### A FAZER
Retome o texto sobre transplantes faciais e dê continuidade a ele a partir da última frase.

Há quase duas décadas, o mundo foi apresentado à nova fisionomia da francesa Isabelle Dinoire (1967-2016). Até então desconhecida, ela ganhou as manchetes depois de ser atacada pelo próprio labrador, que desfigurou boa parte de seu rosto, e ter se tornado a primeira pessoa na história a ser submetida a um transplante facial. Trata-se de uma das operações mais complexas na medicina — e, não à toa, realizada em pouquíssimos centros mundo afora, nenhum deles no Brasil. O procedimento de Isabelle foi um salto ousado, inaugurando um método que, com aperfeiçoamentos e tecnologias de ponta, tem devolvido qualidade de vida, autonomia e sorrisos a quem estaria condenado a conviver com deformidades limitantes. Desde 2005, quando a francesa passou pela mesa cirúrgica, ao menos cinquenta transplantes foram feitos em onze países para reconstruir rostos comprometidos por acidentes e tumores. E, agora, acaba de ser publicado o primeiro estudo com um balanço das experiências. Sua conclusão: a proposta é segura e efetiva à reabilitação dos pacientes, traumatizados física e psicologicamente por danos a seu cartão de visita.
A cirurgia de Isabelle, que recebeu o nariz, a boca e o queixo de um doador morto, abriu as portas para um campo que envolve um nível elevado de refinamento técnico a fim de interligar ossos, músculos e uma trama de vasos sanguíneos. O procedimento facial demanda um suporte intenso já no pré-operatório: a equipe concebe as intervenções em modelos computadorizados prévios, e o paciente precisa receber todo o suporte emocional de alguém que ganhará o rosto de outra pessoa. Mesmo com todas as adaptações anatômicas e cuidados para evitar a rejeição dos tecidos, a cautela é gigantesca, porque, ao contrário de um órgão interno, a face poderá ser vista e tocada a todo momento.
Para os médicos, o desafio é assegurar que todos os passos seguirão o roteiro milimetricamente planejado. “Nosso trabalho ocorre em espaços pequenos, com muitos nervos delicados e vasos que precisam ser reconectados para garantir o máximo de funcionalidade possível”, disse a VEJA Adam Taylor, professor de anatomia da Universidade de Lancaster, na Inglaterra. Com o avanço das técnicas e dos recursos, os resultados têm superado expectativas inclusive em termos estéticos — num processo que vai deixando para trás o início de recuperação chocante dos primeiros operados. Prova visível disso é o americano Aaron James, de 46 anos. Sobrevivente de um acidente com cabos de alta tensão, ele não só recebeu parte do rosto, como entrou para a história pelo pioneiro procedimento de transplante total de globo ocular. Mesmo sem poder enxergar, o olho não sofreu encolhimento, mantendo pressão e fluxo sanguíneo.

### REGISTROS DE DADOS
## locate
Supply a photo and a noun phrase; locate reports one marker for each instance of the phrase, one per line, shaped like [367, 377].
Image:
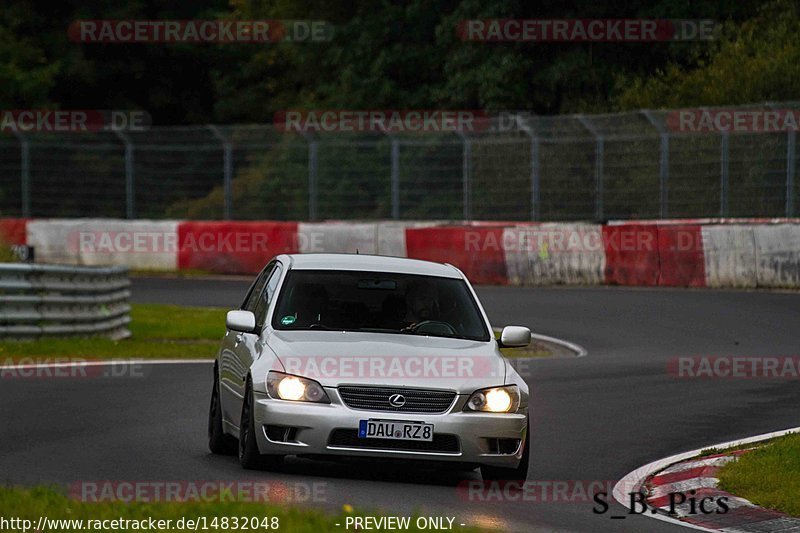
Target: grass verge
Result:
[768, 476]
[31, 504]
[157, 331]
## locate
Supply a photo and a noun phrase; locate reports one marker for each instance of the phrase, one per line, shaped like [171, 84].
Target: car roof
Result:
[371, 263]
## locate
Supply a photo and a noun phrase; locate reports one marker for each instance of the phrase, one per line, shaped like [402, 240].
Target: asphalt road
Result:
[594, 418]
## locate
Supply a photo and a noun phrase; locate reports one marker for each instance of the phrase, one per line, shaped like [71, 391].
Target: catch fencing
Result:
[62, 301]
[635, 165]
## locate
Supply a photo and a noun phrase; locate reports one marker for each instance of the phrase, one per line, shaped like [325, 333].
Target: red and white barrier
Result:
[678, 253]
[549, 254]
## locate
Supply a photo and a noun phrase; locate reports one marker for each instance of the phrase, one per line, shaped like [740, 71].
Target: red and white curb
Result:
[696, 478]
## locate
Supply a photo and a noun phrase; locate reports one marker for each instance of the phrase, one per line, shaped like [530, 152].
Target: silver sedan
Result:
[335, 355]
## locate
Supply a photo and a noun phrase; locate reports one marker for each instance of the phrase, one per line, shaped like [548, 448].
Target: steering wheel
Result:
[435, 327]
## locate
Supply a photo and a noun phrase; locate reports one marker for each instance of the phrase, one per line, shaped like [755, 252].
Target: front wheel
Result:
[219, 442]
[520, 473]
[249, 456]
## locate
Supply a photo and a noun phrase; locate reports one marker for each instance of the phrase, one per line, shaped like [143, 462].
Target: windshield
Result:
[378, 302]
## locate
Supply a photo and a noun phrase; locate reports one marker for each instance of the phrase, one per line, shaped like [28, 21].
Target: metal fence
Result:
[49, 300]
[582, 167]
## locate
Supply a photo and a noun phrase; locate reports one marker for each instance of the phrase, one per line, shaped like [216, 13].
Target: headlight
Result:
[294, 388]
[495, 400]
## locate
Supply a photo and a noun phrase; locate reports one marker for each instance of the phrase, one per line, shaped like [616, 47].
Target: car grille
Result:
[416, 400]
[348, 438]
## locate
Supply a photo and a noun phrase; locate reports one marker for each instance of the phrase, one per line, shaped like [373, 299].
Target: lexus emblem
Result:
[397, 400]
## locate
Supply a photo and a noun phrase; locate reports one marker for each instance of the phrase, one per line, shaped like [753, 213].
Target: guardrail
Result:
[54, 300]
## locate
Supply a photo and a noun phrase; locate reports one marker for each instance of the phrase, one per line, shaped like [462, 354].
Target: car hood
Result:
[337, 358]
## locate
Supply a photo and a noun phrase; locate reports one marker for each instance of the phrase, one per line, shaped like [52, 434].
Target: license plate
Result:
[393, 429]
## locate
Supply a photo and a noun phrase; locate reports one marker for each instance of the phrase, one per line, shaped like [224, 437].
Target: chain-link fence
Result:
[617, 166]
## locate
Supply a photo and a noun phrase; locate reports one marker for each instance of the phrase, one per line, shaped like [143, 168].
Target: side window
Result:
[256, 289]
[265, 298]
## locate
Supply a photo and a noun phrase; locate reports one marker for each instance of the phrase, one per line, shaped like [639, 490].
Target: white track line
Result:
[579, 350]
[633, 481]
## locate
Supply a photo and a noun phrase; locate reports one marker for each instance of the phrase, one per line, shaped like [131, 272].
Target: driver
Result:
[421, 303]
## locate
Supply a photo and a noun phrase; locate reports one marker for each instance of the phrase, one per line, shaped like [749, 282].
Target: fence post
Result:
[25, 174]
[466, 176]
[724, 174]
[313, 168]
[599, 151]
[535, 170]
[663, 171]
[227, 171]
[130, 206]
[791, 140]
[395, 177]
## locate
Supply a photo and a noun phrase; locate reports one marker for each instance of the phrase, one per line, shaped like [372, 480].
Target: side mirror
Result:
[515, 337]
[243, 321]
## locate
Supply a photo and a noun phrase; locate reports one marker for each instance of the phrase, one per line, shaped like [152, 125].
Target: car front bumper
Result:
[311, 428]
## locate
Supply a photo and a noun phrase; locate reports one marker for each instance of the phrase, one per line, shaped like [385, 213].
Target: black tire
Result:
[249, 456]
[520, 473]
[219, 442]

### RESPOSTA À TAREFA
Explorar novas possibilidades é viável graças à integração de tecnologias como o planejamento 3D e estudos para o uso da inteligência artificial, que aprimora a triagem de compatibilidade entre doadores e receptores. E, se havia receio de que esses pacientes teriam seus dias abreviados por limitações, um estudo publicado no periódico Jama Surgery aponta que a sobrevida em cinco anos chega a 85% e, em dez, a 74%. “A taxa de sobrevivência sugere que essa é uma opção reconstrutiva de longo prazo”, afirmou Pauliina Homsy, cirurgiã e pesquisadora da Universidade de Helsinque, na Finlândia. Contudo, a expansão do método encara grandes obstáculos.
Ainda há escassez de profissionais especializados pelo planeta e a cirurgia, que pode demorar 24 horas, precisa de equipes que superam 100 pessoas. Os custos estimados de um único transplante beiram 350 000 dólares — e somam-se a esse valor 20 000 dólares anuais de medicamentos para evitar rejeição. No Brasil, ainda faltam regulamentação e locais aptos aos transplantes em si, mas ganham terreno os procedimentos de reconstrução da face que se valem de próteses cada vez mais realistas. “Temos profissionais altamente capacitados, mas é necessário evoluir nos aspectos éticos e lidar com os altos custos”, diz Cleyton Souza, coordenador de cirurgia plástica e microcirurgia reconstrutiva do Hospital de Amor, em Barretos (SP). São desafios que a medicina espera superar para devolver a algumas pessoas a felicidade que apenas um rosto é capaz de traduzir.